BEGIN INPUT DATA

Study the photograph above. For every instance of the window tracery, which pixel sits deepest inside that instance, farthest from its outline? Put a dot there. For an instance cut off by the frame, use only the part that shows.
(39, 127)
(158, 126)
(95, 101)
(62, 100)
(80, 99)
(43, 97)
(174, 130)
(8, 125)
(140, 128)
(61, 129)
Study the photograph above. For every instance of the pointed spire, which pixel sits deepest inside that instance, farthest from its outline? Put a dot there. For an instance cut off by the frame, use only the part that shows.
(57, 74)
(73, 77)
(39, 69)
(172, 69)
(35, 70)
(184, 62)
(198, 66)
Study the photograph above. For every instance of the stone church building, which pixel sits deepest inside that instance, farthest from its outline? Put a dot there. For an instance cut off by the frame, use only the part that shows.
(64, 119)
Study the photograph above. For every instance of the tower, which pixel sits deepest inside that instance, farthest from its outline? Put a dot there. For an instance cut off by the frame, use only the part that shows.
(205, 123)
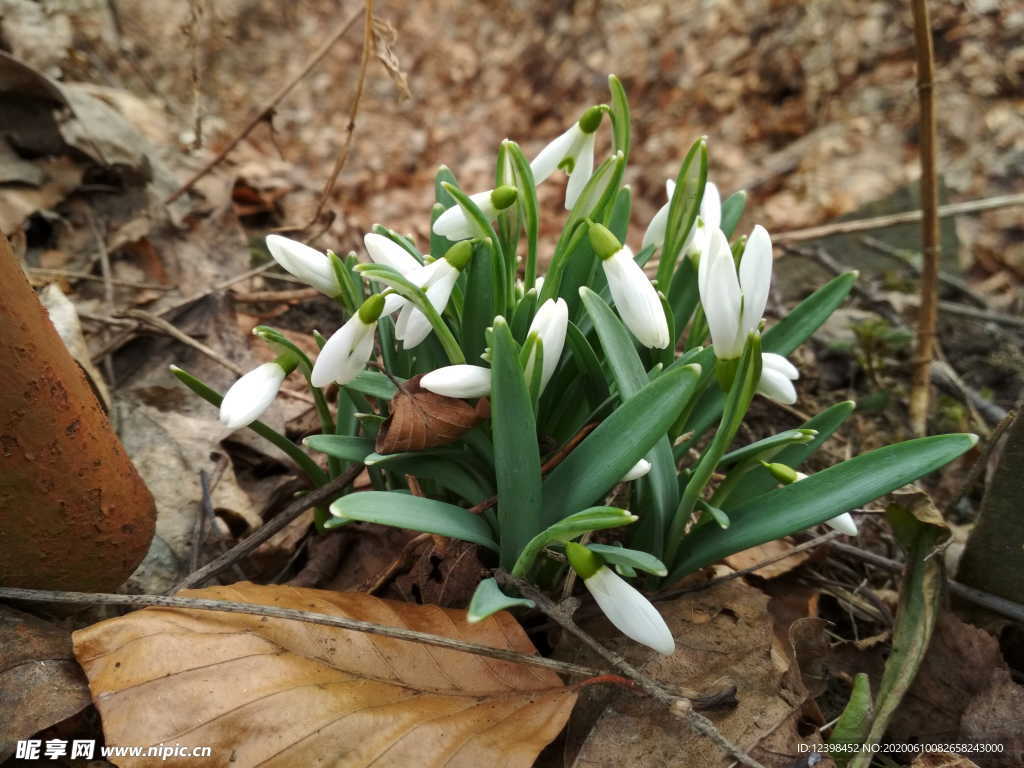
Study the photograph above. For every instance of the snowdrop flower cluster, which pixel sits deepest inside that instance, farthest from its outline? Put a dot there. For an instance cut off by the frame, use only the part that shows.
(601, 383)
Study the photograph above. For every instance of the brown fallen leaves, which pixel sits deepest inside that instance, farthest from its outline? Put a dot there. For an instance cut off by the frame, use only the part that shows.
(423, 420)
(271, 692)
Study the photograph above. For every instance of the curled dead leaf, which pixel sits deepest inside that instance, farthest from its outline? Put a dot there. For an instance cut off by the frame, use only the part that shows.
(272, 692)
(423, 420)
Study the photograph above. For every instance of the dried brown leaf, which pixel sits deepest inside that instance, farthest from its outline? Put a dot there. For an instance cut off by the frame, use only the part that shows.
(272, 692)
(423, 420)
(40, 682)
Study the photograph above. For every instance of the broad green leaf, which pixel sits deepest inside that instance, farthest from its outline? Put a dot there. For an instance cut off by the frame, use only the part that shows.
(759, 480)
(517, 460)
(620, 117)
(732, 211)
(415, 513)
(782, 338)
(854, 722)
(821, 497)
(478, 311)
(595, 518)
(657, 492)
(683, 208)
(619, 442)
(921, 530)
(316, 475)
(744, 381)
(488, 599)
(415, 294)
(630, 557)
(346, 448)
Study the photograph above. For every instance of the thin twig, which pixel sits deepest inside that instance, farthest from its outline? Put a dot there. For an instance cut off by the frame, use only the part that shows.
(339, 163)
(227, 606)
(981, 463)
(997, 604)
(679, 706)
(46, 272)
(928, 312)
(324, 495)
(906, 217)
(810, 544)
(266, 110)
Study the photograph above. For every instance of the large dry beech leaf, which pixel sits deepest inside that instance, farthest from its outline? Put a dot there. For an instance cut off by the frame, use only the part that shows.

END INPUT DATA

### INSTRUCTIONS FOR THE TASK
Except for the pictures, print the data above exactly.

### TASK ANSWER
Study the photograph above. For every instance of the window tracery, which pixel sits deepest inside that instance, farthest from its outline? Put a dot there. For an instance cut off by the frame, use only the part that shows.
(39, 127)
(158, 126)
(95, 101)
(62, 100)
(80, 99)
(43, 97)
(174, 130)
(8, 125)
(140, 128)
(61, 129)
Study the photograph above. For every instance of the pointed spire, which pixel sits deepest inside that instance, farthest from its outline? Put a dot there. For an instance cut off by the frame, use only the part that shows.
(57, 74)
(73, 77)
(39, 69)
(172, 69)
(35, 70)
(184, 62)
(198, 66)
Study the photograph above. For every instance of the stone church building, which pixel sits deepest inside that instance, farthest from its outline? Put a dot there. For an instance cut off by the frame, use only the part that shows.
(64, 119)
Study the photograph above. For every instance of the tower, which pixel sits deepest inside that instance, farthest from its outline? Put a dot there. For an instance cut off by the frame, use only the part that shows.
(205, 123)
Study the photograph above. For every instance of the snowdrop flower cluster, which pixel sits deepest inside that instance, farthest from its outline? Put a dot there. For an instance cut off by the frame, use only the part that shows.
(601, 383)
Study the photograph above. For every instance of the brown fallen leaves, which pixel sits deepest inside that instance, farthest from its outline? Put a dot there. For an instance cut off by the frame, use only the part that shows.
(423, 420)
(271, 692)
Study the photograph above. For every instance of the curled dead leaf, which pixel sits deepest inside that instance, farthest from its outline? Put a dot there. For an instance cut off by the frame, use only the part that shows.
(272, 692)
(423, 420)
Study the photograph above. For every instance of the dried brown leaf, which pixel sits deepest inside that instance, farthest from its outline? Put a dot there. For an instance cut off by the frame, use only the part that shows.
(272, 692)
(423, 420)
(40, 682)
Study the photograph above. For every instance of the broad green leaf, which pixel sits deepest inside that instance, farthest from its outline? Put a dot there. For an instance cut off by the frame, use only the part that shows.
(759, 480)
(517, 460)
(620, 117)
(732, 211)
(415, 513)
(782, 338)
(854, 722)
(821, 497)
(478, 311)
(595, 518)
(657, 492)
(683, 208)
(619, 442)
(921, 530)
(316, 475)
(744, 381)
(488, 599)
(415, 294)
(630, 557)
(346, 448)
Study the photograph above. For every instance of the thin twig, which pixel sits deepest inside that instance, farthest from its outline? Put a dot there. For an instance cut off by the frame, use only the part that shows.
(339, 163)
(227, 606)
(981, 463)
(997, 604)
(679, 706)
(46, 272)
(928, 312)
(324, 495)
(906, 217)
(810, 544)
(266, 110)
Study the photograph above. For every instance of the large dry beech leaf, which pixel sits deepest inside that instance, farthest from its outline? Put a dot there. For an instance cut off by the frame, use only the part that shows.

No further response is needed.